> _Short task_
Locate each line in the material below that contains the string "camera", and copy every such line.

Image boundary labeling items
[start]

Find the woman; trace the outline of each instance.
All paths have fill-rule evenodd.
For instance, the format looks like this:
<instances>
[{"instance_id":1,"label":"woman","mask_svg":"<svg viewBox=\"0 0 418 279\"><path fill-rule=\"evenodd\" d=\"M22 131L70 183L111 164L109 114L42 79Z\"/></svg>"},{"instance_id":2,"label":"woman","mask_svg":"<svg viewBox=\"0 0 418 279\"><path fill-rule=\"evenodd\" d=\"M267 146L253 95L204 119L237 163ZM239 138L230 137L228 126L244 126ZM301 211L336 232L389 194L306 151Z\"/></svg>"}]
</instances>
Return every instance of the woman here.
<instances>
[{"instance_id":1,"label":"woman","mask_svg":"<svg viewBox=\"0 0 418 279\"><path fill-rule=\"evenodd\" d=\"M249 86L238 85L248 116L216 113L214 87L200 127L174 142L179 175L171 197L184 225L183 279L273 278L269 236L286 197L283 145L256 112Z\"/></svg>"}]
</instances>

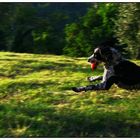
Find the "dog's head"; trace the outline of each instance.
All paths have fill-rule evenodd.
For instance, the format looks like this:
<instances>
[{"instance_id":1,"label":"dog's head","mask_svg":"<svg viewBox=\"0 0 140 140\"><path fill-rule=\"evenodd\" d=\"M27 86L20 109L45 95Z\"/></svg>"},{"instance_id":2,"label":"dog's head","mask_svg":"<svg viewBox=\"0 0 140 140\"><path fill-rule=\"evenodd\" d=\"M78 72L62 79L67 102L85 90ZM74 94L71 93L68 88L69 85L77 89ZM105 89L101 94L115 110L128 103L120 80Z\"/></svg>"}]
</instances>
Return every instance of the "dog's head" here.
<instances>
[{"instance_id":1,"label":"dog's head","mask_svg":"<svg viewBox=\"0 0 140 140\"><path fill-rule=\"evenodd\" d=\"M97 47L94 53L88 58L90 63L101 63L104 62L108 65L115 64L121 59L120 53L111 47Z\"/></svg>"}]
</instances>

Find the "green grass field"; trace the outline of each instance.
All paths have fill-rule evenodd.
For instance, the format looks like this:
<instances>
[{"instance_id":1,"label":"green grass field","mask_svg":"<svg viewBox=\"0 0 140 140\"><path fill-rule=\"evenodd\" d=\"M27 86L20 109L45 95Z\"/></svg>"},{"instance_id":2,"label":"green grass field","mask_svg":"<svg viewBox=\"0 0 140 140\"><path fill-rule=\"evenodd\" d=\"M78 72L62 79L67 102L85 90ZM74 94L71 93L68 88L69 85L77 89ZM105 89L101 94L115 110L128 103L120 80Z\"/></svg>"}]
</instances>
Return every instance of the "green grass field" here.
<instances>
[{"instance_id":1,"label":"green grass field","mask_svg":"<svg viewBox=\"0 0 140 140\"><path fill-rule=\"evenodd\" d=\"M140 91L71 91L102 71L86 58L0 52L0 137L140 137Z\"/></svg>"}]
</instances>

[end]
[start]

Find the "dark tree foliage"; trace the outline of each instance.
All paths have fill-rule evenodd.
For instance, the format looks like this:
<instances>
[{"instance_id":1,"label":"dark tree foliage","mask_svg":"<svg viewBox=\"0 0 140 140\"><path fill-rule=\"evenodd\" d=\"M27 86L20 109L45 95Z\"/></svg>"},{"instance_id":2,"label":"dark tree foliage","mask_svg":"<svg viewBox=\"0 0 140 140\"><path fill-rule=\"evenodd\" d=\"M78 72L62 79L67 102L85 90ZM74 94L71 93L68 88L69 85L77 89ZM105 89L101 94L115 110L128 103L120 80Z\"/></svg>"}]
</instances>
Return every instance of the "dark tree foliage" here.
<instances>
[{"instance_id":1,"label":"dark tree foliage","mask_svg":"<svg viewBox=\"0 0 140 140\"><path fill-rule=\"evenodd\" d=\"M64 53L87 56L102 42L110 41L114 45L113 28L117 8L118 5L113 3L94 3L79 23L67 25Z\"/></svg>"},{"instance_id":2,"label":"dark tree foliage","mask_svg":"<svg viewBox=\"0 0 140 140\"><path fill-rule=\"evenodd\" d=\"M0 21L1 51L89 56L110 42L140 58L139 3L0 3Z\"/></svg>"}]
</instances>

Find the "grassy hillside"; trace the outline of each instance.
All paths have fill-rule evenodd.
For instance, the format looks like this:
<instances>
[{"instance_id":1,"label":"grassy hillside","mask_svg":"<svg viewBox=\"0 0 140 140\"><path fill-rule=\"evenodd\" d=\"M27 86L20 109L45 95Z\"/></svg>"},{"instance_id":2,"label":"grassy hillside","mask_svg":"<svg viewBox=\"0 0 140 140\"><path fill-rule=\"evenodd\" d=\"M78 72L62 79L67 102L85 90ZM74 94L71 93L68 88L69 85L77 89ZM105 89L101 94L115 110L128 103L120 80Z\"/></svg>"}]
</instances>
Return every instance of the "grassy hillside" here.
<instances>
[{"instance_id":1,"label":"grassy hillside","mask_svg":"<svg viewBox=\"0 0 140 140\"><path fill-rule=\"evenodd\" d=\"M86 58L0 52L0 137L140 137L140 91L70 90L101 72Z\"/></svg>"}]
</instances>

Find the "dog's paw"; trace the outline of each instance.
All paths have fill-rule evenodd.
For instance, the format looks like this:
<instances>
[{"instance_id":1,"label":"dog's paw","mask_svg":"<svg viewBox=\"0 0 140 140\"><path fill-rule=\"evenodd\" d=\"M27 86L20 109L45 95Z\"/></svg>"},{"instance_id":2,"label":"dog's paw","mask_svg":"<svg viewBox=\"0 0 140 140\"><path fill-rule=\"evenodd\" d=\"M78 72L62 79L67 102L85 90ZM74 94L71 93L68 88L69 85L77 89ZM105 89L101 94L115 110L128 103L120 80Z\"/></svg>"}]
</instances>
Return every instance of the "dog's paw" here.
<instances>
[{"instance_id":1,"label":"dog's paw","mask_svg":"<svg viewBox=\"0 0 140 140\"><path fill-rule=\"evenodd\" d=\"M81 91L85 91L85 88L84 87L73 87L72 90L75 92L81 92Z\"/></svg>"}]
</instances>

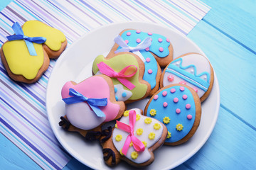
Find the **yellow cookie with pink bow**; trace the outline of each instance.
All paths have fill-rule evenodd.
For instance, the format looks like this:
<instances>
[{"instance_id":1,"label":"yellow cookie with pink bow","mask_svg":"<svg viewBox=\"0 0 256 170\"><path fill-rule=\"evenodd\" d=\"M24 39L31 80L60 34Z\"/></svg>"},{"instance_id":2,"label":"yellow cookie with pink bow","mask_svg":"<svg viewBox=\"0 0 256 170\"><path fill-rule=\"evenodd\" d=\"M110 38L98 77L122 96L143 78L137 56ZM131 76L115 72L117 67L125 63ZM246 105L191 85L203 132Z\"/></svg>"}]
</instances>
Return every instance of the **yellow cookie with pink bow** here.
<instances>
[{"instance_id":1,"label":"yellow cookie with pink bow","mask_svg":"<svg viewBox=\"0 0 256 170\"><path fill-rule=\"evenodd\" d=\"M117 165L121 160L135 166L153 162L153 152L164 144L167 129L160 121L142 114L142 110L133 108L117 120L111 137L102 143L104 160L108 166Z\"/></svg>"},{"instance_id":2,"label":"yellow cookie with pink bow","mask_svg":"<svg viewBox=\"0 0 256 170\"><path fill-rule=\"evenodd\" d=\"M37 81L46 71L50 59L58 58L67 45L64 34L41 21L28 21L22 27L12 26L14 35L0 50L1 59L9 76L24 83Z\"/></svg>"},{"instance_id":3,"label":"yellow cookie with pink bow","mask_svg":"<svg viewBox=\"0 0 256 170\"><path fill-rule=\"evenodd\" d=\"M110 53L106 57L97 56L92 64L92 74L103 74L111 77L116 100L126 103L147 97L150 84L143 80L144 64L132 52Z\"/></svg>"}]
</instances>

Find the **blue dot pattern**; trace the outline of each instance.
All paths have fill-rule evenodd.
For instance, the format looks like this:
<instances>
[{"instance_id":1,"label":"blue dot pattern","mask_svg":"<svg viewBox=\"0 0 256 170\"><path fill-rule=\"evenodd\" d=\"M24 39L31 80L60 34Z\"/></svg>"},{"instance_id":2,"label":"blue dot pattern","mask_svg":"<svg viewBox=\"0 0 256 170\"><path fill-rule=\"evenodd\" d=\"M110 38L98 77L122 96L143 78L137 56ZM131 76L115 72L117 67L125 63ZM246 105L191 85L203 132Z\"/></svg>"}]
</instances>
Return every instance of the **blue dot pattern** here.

[end]
[start]

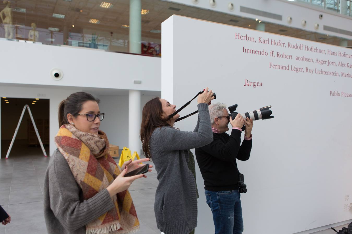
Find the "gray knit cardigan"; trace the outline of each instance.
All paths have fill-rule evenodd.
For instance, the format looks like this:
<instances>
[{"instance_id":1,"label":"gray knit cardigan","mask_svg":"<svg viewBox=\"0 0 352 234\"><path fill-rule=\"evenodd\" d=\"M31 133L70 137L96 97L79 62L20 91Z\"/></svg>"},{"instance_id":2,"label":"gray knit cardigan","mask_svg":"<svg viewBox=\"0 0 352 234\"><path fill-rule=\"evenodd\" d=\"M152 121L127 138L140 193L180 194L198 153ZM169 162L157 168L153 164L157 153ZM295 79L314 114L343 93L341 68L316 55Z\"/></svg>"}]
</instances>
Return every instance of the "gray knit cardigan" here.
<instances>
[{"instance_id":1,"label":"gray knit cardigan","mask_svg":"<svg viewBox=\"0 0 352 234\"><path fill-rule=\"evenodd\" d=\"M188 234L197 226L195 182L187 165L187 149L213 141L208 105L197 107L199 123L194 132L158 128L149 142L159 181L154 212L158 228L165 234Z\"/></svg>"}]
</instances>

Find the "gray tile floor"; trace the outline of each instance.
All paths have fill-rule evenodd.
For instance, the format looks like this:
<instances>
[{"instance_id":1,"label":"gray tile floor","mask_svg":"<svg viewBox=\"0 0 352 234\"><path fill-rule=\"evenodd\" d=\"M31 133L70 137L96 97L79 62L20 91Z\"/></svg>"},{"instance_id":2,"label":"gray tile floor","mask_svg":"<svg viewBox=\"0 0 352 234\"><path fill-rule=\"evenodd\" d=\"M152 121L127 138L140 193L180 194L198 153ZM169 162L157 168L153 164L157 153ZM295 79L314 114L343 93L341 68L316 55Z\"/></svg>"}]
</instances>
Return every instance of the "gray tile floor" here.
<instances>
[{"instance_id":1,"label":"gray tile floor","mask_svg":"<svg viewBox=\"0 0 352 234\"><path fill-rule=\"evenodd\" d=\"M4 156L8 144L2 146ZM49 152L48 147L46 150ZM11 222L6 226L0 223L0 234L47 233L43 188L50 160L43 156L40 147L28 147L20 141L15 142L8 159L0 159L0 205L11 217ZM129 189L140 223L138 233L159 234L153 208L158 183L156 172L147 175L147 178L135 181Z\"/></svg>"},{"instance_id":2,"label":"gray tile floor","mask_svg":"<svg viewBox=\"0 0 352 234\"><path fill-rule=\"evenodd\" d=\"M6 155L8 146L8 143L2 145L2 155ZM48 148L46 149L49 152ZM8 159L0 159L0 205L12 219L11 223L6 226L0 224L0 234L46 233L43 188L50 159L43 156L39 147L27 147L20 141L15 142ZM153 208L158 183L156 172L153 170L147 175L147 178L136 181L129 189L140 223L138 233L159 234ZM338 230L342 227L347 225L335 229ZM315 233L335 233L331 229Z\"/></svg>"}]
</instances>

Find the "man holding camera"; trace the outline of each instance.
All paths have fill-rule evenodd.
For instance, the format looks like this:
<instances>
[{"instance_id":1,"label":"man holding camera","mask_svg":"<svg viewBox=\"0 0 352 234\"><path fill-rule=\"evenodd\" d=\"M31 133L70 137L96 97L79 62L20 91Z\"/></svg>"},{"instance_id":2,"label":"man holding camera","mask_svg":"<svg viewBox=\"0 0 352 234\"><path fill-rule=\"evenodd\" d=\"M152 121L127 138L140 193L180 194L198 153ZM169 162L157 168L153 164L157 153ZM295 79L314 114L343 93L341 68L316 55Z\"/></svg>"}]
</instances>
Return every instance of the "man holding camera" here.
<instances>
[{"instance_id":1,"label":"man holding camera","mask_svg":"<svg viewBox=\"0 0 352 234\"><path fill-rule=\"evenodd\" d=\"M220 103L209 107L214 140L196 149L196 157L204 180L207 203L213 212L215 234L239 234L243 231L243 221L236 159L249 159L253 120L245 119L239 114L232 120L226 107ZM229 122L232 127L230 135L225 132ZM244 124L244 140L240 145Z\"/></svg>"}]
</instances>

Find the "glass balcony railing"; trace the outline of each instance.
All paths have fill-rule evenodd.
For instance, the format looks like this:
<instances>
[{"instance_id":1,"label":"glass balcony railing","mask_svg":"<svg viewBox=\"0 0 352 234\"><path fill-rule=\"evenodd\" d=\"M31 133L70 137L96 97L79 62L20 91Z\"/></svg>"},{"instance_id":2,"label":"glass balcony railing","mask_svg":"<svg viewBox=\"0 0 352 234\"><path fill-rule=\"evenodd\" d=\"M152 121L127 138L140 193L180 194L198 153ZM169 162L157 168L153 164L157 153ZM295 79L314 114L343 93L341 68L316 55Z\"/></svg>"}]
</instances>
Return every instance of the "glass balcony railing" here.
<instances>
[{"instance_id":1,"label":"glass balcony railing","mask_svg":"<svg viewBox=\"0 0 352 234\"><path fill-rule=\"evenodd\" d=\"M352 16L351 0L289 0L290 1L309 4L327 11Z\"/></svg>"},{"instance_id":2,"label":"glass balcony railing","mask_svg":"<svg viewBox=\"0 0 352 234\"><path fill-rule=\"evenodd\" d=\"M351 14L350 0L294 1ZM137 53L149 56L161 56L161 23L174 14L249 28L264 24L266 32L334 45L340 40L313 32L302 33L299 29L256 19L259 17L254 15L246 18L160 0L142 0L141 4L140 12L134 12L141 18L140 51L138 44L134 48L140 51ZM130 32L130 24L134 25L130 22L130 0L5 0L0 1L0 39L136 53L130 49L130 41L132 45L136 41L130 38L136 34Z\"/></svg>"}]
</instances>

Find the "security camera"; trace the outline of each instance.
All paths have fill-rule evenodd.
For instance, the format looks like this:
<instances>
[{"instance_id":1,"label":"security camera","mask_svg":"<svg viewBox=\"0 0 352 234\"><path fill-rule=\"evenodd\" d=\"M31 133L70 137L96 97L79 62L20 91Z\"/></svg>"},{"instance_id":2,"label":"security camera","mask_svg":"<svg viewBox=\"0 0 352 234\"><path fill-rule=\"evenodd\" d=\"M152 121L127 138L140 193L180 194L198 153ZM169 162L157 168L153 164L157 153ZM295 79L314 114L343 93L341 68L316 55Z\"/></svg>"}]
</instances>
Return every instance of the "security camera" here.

[end]

> _Answer in full_
Find the "man holding camera"; trace the outline of each instance.
[{"instance_id":1,"label":"man holding camera","mask_svg":"<svg viewBox=\"0 0 352 234\"><path fill-rule=\"evenodd\" d=\"M31 133L70 137L96 97L79 62L20 91Z\"/></svg>"},{"instance_id":2,"label":"man holding camera","mask_svg":"<svg viewBox=\"0 0 352 234\"><path fill-rule=\"evenodd\" d=\"M152 121L127 138L140 193L180 194L198 153ZM169 162L157 168L153 164L157 153ZM295 79L314 114L343 93L341 68L316 55Z\"/></svg>"}]
Return every instance of the "man holding camera" here.
[{"instance_id":1,"label":"man holding camera","mask_svg":"<svg viewBox=\"0 0 352 234\"><path fill-rule=\"evenodd\" d=\"M220 103L209 107L214 140L196 149L196 157L204 180L207 203L213 212L215 234L239 234L243 231L243 221L236 159L249 159L253 120L245 119L239 114L232 120L226 107ZM229 122L232 127L230 135L225 132ZM244 124L244 140L240 145Z\"/></svg>"}]
Find the "security camera"; trace the outline of each instance.
[{"instance_id":1,"label":"security camera","mask_svg":"<svg viewBox=\"0 0 352 234\"><path fill-rule=\"evenodd\" d=\"M31 133L70 137L96 97L79 62L20 91Z\"/></svg>"},{"instance_id":2,"label":"security camera","mask_svg":"<svg viewBox=\"0 0 352 234\"><path fill-rule=\"evenodd\" d=\"M152 121L127 138L140 193L180 194L198 153ZM169 162L157 168L153 164L157 153ZM295 79L314 114L343 93L341 68L316 55Z\"/></svg>"}]
Return every instance of the "security camera" here.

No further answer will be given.